## Short exercise
Pull out every line of the material that contains the string "polo", matching case exactly.
_ _ _ _ _
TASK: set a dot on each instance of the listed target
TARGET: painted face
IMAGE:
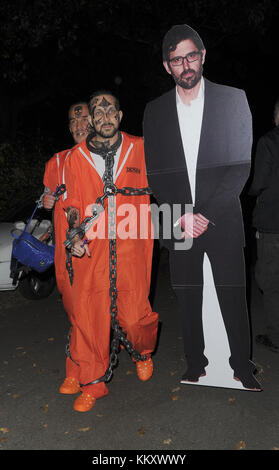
(188, 74)
(106, 117)
(79, 122)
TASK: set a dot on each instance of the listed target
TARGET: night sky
(55, 52)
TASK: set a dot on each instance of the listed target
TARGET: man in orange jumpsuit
(90, 337)
(79, 127)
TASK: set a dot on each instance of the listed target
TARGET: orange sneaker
(84, 402)
(145, 369)
(70, 386)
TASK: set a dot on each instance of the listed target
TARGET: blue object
(30, 251)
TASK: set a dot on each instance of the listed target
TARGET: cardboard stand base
(218, 372)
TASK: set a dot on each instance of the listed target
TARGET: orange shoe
(84, 402)
(70, 386)
(145, 369)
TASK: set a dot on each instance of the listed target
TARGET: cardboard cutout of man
(198, 140)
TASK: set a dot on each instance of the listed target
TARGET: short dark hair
(177, 34)
(103, 92)
(83, 103)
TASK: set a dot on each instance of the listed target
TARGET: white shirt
(99, 162)
(190, 121)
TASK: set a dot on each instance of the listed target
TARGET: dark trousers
(267, 277)
(228, 271)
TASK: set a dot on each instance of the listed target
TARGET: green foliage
(21, 174)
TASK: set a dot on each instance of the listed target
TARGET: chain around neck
(102, 149)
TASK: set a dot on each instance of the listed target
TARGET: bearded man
(198, 144)
(115, 158)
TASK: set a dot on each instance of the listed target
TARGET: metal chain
(110, 192)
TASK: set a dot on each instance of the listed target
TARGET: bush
(22, 165)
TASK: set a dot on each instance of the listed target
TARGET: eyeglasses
(190, 57)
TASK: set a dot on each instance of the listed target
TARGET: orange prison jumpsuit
(53, 176)
(90, 337)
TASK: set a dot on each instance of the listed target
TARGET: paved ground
(161, 414)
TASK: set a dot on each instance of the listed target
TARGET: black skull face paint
(79, 122)
(104, 103)
(106, 117)
(78, 110)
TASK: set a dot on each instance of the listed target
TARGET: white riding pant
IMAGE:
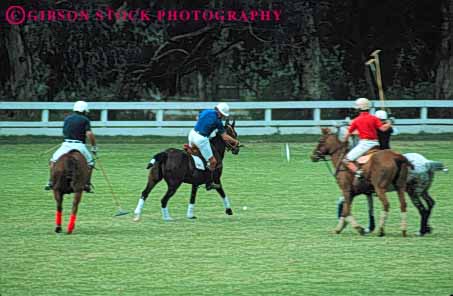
(361, 149)
(68, 146)
(202, 143)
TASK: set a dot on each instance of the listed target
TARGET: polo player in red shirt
(367, 126)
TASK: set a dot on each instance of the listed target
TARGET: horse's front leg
(58, 215)
(191, 206)
(346, 216)
(226, 200)
(75, 208)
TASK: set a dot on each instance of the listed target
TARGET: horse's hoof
(360, 230)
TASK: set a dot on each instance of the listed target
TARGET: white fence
(420, 123)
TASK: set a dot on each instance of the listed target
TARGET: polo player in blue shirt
(76, 128)
(208, 121)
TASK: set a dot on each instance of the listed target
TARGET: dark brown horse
(70, 175)
(176, 166)
(385, 170)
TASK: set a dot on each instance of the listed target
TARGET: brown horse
(384, 171)
(69, 175)
(176, 167)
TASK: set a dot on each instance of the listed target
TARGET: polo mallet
(121, 212)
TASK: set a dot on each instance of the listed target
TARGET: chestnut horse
(176, 166)
(385, 170)
(69, 175)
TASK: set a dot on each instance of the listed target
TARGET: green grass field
(281, 245)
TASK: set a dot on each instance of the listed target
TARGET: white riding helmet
(381, 114)
(362, 104)
(223, 108)
(80, 106)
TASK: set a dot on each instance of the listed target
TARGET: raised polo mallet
(120, 212)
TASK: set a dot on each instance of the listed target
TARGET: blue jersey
(208, 121)
(75, 127)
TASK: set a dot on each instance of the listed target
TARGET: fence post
(268, 117)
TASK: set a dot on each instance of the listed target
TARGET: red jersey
(367, 126)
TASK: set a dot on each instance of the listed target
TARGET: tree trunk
(444, 75)
(20, 65)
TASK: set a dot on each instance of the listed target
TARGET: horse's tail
(403, 165)
(156, 164)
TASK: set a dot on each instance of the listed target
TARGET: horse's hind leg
(384, 213)
(75, 208)
(191, 206)
(164, 201)
(59, 200)
(152, 181)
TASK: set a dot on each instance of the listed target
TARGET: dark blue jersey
(208, 121)
(75, 127)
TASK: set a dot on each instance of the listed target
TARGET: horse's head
(231, 131)
(327, 145)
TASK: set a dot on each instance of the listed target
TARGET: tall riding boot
(88, 186)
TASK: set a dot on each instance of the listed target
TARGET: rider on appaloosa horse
(76, 128)
(208, 121)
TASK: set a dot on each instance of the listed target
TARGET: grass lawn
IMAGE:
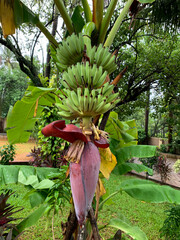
(148, 217)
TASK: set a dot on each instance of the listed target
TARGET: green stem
(65, 15)
(106, 21)
(47, 34)
(87, 123)
(87, 11)
(117, 24)
(99, 13)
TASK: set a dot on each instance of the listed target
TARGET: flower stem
(87, 123)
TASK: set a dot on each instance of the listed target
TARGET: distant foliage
(162, 167)
(7, 154)
(159, 164)
(171, 226)
(141, 136)
(176, 166)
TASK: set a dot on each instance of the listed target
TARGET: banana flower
(84, 158)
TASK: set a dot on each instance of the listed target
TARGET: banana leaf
(22, 117)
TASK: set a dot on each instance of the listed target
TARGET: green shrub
(141, 136)
(171, 226)
(164, 148)
(176, 166)
(149, 162)
(7, 154)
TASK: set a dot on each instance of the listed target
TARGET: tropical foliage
(86, 89)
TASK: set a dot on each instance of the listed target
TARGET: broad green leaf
(37, 198)
(31, 180)
(126, 153)
(20, 121)
(148, 191)
(9, 175)
(22, 117)
(124, 132)
(44, 184)
(107, 198)
(7, 17)
(23, 14)
(124, 225)
(32, 219)
(108, 162)
(77, 19)
(26, 175)
(127, 167)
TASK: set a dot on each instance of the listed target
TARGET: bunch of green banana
(70, 51)
(102, 57)
(83, 103)
(83, 75)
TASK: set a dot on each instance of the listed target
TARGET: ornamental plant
(86, 91)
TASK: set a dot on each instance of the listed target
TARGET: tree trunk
(48, 58)
(170, 130)
(147, 116)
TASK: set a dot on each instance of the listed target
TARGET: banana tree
(86, 63)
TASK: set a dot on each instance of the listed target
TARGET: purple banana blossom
(83, 172)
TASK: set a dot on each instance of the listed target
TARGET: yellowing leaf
(7, 17)
(108, 162)
(102, 188)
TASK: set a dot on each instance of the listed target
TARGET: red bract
(101, 143)
(84, 167)
(67, 132)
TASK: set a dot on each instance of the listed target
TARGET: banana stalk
(87, 11)
(117, 24)
(65, 15)
(106, 21)
(99, 13)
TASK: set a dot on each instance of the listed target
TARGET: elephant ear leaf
(146, 1)
(22, 117)
(125, 225)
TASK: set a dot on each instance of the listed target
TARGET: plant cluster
(159, 164)
(39, 159)
(162, 167)
(50, 148)
(6, 212)
(7, 154)
(176, 166)
(171, 226)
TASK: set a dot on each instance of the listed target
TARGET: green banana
(112, 97)
(86, 32)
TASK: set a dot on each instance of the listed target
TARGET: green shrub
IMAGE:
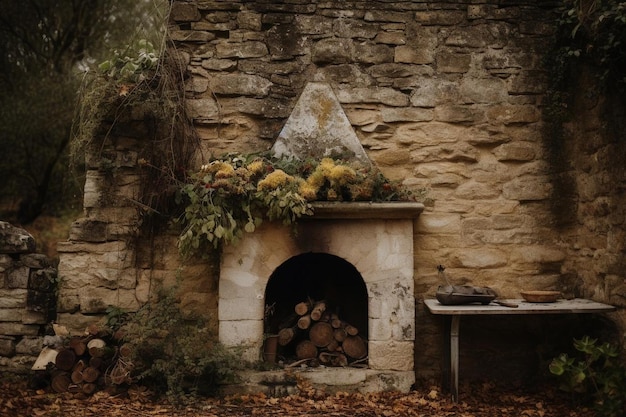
(593, 374)
(176, 355)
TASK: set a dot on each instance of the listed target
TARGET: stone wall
(444, 96)
(27, 298)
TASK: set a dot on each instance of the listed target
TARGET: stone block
(406, 114)
(241, 50)
(15, 298)
(411, 55)
(184, 12)
(527, 189)
(42, 279)
(482, 258)
(388, 96)
(240, 309)
(509, 114)
(34, 260)
(29, 346)
(439, 223)
(97, 300)
(11, 314)
(458, 114)
(195, 36)
(453, 62)
(249, 20)
(392, 355)
(40, 301)
(520, 152)
(332, 51)
(37, 317)
(240, 85)
(18, 329)
(373, 53)
(15, 240)
(7, 346)
(17, 277)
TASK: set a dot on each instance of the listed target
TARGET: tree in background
(45, 49)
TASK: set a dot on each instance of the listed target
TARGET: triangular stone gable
(318, 127)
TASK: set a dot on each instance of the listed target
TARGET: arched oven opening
(317, 304)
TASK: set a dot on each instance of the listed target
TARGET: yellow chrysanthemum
(342, 174)
(226, 171)
(326, 165)
(274, 180)
(316, 179)
(255, 167)
(307, 191)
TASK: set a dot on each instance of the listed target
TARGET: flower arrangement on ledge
(235, 194)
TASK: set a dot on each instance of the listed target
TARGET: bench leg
(454, 357)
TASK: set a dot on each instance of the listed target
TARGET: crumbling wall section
(27, 298)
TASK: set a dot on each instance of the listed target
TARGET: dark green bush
(594, 374)
(174, 355)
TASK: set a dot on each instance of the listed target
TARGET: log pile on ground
(87, 363)
(322, 336)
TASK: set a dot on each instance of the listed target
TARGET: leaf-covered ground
(483, 400)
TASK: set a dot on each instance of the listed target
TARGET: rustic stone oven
(356, 256)
(375, 241)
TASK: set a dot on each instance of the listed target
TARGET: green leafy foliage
(594, 31)
(595, 373)
(176, 355)
(233, 195)
(133, 63)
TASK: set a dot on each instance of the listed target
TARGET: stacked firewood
(327, 338)
(88, 363)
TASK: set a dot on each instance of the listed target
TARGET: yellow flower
(326, 165)
(342, 174)
(225, 171)
(316, 179)
(274, 180)
(255, 167)
(308, 191)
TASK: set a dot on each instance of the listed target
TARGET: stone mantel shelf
(366, 210)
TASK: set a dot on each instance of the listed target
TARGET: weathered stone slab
(318, 127)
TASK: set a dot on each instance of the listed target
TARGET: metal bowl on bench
(541, 296)
(464, 294)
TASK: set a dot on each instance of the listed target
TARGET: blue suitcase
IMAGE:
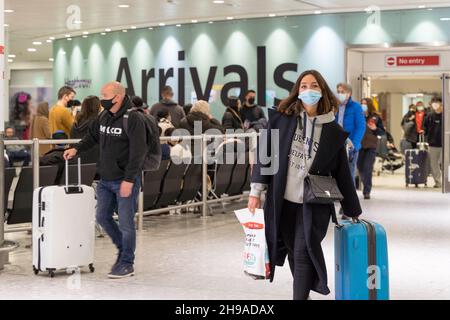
(361, 258)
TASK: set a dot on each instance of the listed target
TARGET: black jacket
(189, 121)
(79, 130)
(331, 158)
(252, 113)
(121, 155)
(433, 129)
(232, 120)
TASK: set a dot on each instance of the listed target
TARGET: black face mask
(108, 104)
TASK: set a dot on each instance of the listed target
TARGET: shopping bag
(256, 253)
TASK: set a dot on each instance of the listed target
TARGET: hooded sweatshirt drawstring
(305, 122)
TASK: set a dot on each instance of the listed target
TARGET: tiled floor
(184, 257)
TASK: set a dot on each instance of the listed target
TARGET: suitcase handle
(79, 173)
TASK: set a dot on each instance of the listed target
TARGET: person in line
(40, 128)
(176, 112)
(312, 142)
(420, 118)
(140, 104)
(410, 138)
(74, 107)
(350, 116)
(251, 114)
(368, 152)
(122, 156)
(201, 113)
(21, 115)
(232, 118)
(16, 153)
(90, 109)
(433, 132)
(60, 117)
(164, 121)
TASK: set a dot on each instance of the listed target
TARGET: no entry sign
(412, 61)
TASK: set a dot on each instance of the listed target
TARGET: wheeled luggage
(361, 259)
(63, 227)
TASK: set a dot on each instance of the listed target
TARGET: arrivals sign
(412, 61)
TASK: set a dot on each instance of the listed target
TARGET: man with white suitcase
(122, 155)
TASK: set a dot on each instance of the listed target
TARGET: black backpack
(154, 154)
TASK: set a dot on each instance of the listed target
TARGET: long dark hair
(21, 106)
(90, 109)
(292, 105)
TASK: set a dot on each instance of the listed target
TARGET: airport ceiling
(29, 23)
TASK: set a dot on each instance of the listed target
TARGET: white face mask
(436, 105)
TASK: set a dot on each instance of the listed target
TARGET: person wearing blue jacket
(351, 117)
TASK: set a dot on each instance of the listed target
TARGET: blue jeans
(352, 161)
(123, 235)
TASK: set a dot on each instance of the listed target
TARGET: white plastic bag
(256, 253)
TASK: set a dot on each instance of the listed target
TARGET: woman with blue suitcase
(305, 140)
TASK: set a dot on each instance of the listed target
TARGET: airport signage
(159, 76)
(412, 61)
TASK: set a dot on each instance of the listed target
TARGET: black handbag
(321, 190)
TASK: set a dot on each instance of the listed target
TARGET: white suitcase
(63, 227)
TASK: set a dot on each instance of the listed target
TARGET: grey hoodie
(303, 152)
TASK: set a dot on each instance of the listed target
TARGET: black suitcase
(416, 170)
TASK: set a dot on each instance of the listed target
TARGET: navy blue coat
(331, 158)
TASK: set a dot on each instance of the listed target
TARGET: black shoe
(117, 263)
(122, 271)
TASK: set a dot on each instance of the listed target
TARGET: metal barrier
(140, 215)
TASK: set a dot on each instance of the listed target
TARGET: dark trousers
(293, 235)
(366, 160)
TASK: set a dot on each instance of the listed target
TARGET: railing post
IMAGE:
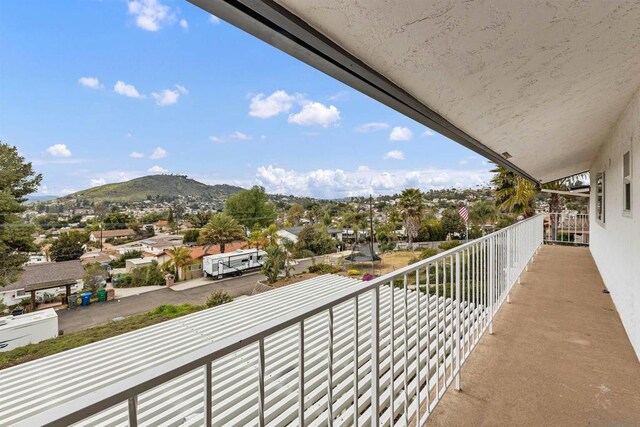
(133, 411)
(492, 274)
(301, 373)
(509, 274)
(207, 395)
(458, 322)
(375, 348)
_ _ _ _ _
## Exercise answer
TARGET: polo player in red shirt
TARGET: polo player in blue shirt
TARGET: polo mallet
TARGET: raised polo mallet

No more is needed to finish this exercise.